- [WHAT TO PRODUCE] Count how many lines in the items below contain the string "field", with case counting, and reply with that number alone.

- [SUPPLIED DATA]
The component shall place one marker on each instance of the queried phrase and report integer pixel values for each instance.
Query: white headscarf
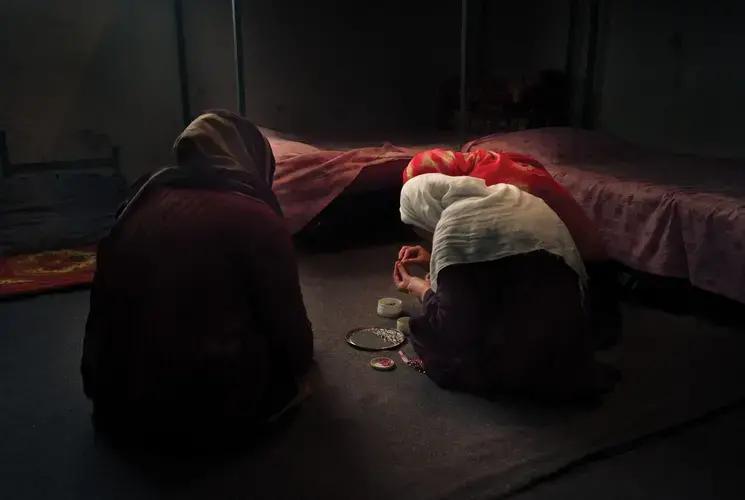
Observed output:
(473, 222)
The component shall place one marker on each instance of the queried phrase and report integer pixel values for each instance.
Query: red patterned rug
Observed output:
(46, 271)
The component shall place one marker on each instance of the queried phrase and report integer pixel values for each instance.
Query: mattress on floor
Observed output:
(667, 214)
(328, 189)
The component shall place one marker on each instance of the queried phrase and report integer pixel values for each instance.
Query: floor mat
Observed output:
(369, 434)
(46, 271)
(363, 434)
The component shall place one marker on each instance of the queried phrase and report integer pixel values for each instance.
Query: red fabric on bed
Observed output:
(667, 214)
(524, 172)
(307, 182)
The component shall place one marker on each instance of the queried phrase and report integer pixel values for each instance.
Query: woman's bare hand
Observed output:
(414, 255)
(405, 282)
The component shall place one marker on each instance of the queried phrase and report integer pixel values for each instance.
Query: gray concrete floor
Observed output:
(47, 449)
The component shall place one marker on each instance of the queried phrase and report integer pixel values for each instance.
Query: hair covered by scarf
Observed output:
(220, 151)
(472, 222)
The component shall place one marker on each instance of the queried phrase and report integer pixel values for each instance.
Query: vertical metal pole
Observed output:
(463, 122)
(569, 67)
(588, 104)
(183, 72)
(240, 77)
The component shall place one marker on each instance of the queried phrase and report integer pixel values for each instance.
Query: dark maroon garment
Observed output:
(514, 325)
(196, 316)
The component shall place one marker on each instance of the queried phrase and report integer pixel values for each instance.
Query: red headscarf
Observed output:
(519, 170)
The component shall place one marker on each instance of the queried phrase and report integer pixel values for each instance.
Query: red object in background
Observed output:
(522, 171)
(46, 271)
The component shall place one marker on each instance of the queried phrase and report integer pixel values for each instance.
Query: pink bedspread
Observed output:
(667, 214)
(307, 178)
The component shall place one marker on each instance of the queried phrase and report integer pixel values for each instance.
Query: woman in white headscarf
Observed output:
(503, 306)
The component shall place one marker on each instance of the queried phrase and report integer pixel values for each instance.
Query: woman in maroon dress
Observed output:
(503, 308)
(197, 326)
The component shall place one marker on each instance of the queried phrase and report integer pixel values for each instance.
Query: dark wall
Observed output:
(82, 75)
(672, 75)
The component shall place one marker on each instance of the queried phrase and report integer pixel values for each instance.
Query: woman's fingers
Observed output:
(397, 278)
(402, 271)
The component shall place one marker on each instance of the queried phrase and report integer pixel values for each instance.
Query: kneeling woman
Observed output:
(503, 306)
(197, 325)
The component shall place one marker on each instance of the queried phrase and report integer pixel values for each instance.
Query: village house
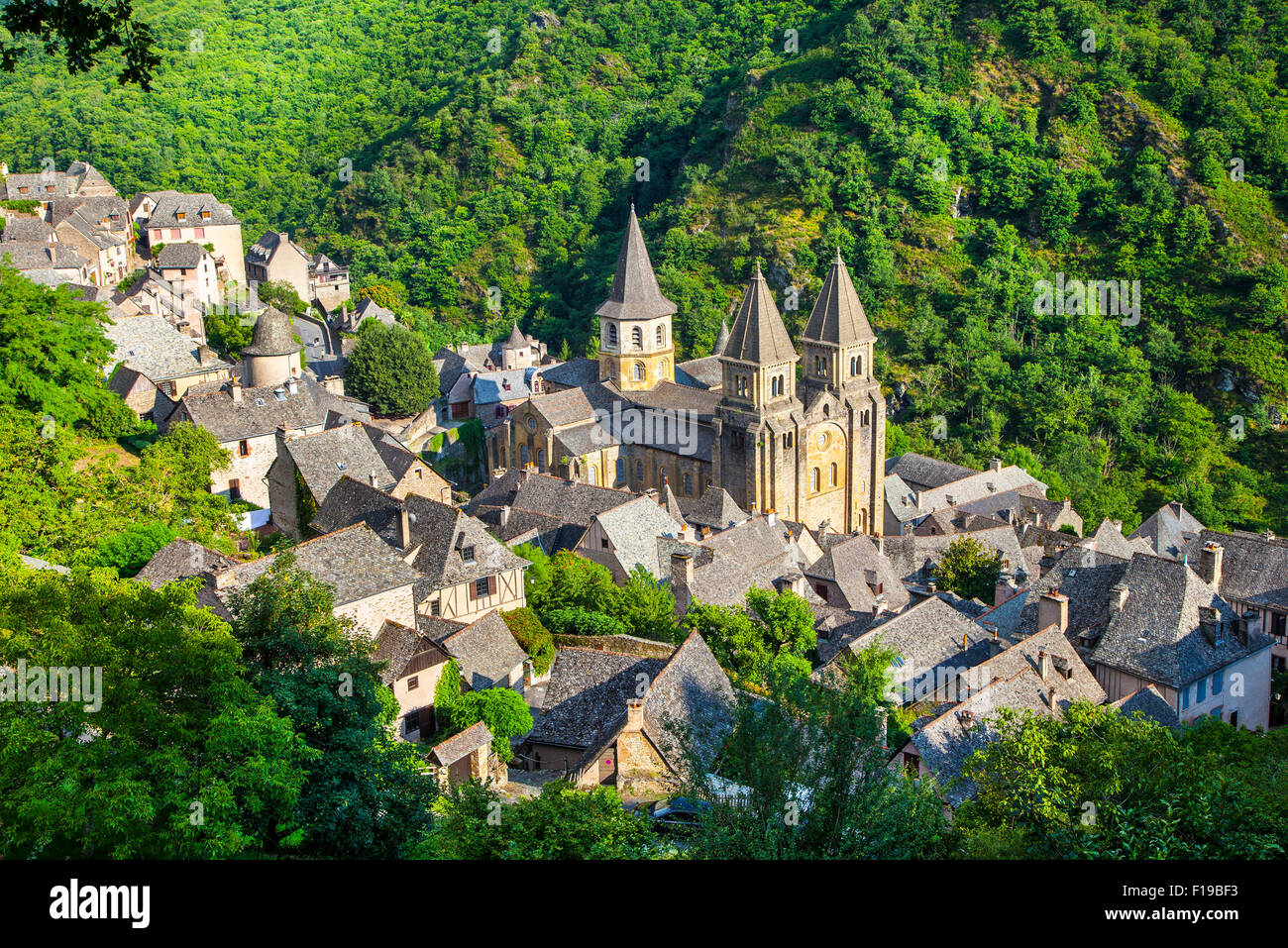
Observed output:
(465, 571)
(621, 719)
(308, 466)
(245, 420)
(170, 217)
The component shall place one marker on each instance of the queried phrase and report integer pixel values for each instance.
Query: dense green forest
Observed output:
(956, 154)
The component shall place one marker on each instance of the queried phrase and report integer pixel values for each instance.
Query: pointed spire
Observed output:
(635, 292)
(758, 334)
(837, 316)
(516, 339)
(722, 339)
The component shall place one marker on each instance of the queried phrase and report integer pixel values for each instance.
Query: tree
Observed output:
(53, 352)
(1095, 784)
(172, 755)
(366, 792)
(969, 570)
(391, 369)
(561, 823)
(809, 781)
(533, 638)
(81, 30)
(502, 710)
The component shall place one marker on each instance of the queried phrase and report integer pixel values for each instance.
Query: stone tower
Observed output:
(759, 412)
(273, 355)
(844, 411)
(635, 346)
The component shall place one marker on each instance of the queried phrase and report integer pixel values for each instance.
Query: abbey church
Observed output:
(809, 449)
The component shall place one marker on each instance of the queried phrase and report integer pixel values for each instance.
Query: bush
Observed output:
(578, 621)
(130, 550)
(532, 636)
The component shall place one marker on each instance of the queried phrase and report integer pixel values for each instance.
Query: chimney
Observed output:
(403, 527)
(1210, 563)
(1054, 610)
(682, 571)
(1117, 597)
(634, 715)
(1004, 590)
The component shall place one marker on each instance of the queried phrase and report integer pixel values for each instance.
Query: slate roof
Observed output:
(273, 335)
(632, 530)
(1253, 567)
(26, 231)
(447, 753)
(1157, 634)
(911, 554)
(180, 559)
(923, 473)
(262, 412)
(484, 649)
(715, 509)
(837, 316)
(1150, 703)
(635, 294)
(588, 690)
(854, 565)
(945, 742)
(170, 202)
(574, 373)
(149, 344)
(355, 562)
(927, 636)
(30, 256)
(325, 456)
(758, 334)
(1168, 530)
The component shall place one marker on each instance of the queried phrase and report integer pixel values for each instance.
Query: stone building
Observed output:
(810, 451)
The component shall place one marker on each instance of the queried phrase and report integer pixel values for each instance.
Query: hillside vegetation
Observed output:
(956, 154)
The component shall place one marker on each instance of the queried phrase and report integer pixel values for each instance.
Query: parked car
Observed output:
(677, 815)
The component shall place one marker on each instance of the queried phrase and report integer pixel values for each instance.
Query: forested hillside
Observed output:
(956, 154)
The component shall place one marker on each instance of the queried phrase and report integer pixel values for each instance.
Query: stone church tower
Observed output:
(635, 346)
(815, 455)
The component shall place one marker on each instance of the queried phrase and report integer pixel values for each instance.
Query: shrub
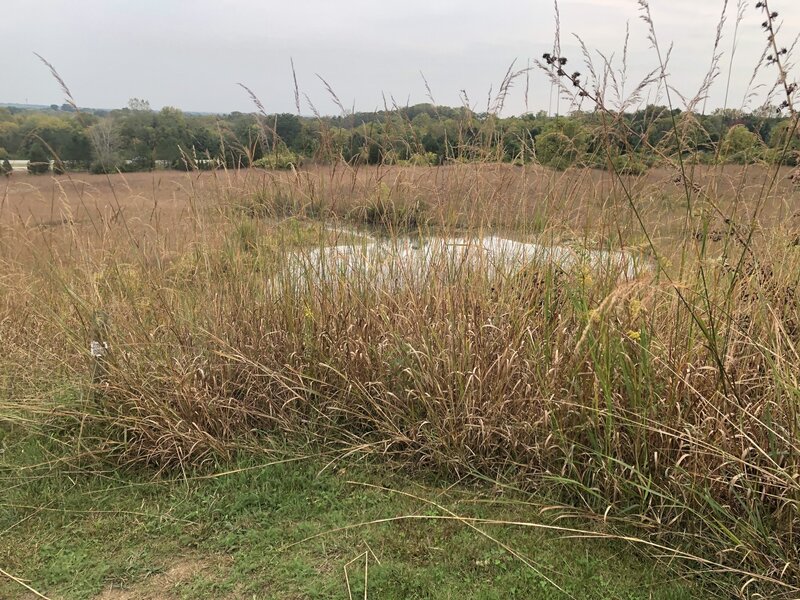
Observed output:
(279, 160)
(39, 160)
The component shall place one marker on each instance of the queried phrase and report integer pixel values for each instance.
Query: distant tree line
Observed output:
(137, 138)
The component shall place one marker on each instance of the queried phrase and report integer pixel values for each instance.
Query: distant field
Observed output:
(165, 323)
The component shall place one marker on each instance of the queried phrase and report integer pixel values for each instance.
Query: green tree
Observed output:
(39, 159)
(741, 146)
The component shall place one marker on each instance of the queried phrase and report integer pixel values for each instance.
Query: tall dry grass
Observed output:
(666, 402)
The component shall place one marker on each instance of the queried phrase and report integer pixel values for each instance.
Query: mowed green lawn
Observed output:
(304, 528)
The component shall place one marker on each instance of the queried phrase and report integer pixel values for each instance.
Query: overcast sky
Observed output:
(192, 53)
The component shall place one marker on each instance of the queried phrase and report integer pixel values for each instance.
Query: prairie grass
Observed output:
(665, 402)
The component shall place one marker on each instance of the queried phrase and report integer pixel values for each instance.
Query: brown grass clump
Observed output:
(670, 396)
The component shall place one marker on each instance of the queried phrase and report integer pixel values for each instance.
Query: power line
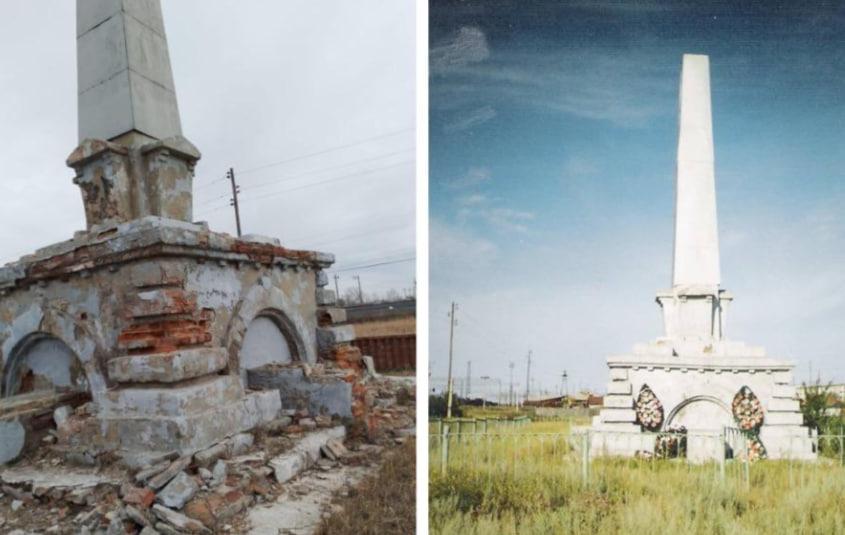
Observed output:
(376, 264)
(336, 179)
(330, 168)
(311, 185)
(406, 216)
(360, 235)
(324, 151)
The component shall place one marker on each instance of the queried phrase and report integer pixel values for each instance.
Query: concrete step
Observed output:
(166, 400)
(169, 367)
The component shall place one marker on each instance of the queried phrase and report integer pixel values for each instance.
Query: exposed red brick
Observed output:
(142, 497)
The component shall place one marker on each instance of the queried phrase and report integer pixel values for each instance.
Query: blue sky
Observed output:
(324, 90)
(553, 130)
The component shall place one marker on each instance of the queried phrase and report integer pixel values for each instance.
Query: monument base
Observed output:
(158, 320)
(697, 395)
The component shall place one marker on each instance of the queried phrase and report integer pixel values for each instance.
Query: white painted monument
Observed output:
(694, 378)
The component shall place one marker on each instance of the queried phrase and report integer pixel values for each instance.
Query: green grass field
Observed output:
(531, 485)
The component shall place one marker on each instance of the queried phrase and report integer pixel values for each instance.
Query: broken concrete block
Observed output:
(154, 470)
(369, 365)
(178, 492)
(328, 453)
(328, 337)
(328, 395)
(116, 526)
(323, 421)
(61, 415)
(137, 516)
(206, 458)
(278, 425)
(241, 443)
(12, 438)
(218, 474)
(306, 452)
(337, 448)
(288, 466)
(178, 520)
(168, 367)
(169, 473)
(142, 497)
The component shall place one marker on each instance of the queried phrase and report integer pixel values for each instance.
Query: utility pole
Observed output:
(511, 399)
(469, 379)
(234, 200)
(528, 377)
(452, 323)
(360, 291)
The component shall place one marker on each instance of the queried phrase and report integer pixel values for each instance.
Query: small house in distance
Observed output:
(385, 331)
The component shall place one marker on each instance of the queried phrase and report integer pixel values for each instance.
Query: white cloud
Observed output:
(473, 177)
(471, 119)
(468, 45)
(275, 89)
(625, 89)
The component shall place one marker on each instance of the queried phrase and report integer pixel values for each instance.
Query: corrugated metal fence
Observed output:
(390, 353)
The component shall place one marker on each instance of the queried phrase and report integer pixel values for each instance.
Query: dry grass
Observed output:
(525, 487)
(384, 503)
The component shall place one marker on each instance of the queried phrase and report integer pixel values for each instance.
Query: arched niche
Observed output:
(43, 362)
(702, 414)
(270, 338)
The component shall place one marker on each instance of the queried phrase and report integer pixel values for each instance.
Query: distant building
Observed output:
(387, 332)
(837, 390)
(581, 399)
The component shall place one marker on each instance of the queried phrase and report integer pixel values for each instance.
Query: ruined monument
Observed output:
(154, 316)
(693, 379)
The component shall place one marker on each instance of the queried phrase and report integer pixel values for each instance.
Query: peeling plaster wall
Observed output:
(95, 312)
(264, 343)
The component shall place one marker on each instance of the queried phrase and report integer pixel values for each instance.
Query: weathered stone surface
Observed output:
(278, 425)
(329, 395)
(178, 492)
(306, 452)
(142, 497)
(125, 80)
(241, 443)
(184, 399)
(178, 520)
(55, 477)
(208, 456)
(169, 473)
(137, 516)
(167, 367)
(218, 474)
(693, 371)
(12, 439)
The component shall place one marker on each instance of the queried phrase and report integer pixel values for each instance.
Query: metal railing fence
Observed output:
(586, 457)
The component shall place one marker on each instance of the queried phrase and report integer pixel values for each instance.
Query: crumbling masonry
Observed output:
(161, 321)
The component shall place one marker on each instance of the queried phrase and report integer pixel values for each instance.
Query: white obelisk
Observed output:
(696, 262)
(124, 75)
(694, 309)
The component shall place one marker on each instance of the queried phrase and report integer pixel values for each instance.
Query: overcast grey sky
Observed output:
(258, 82)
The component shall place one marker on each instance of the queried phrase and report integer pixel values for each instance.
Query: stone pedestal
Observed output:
(692, 377)
(696, 392)
(154, 313)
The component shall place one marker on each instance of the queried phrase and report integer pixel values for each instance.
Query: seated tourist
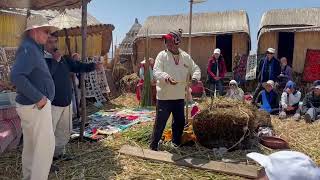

- [THE REPLY] 2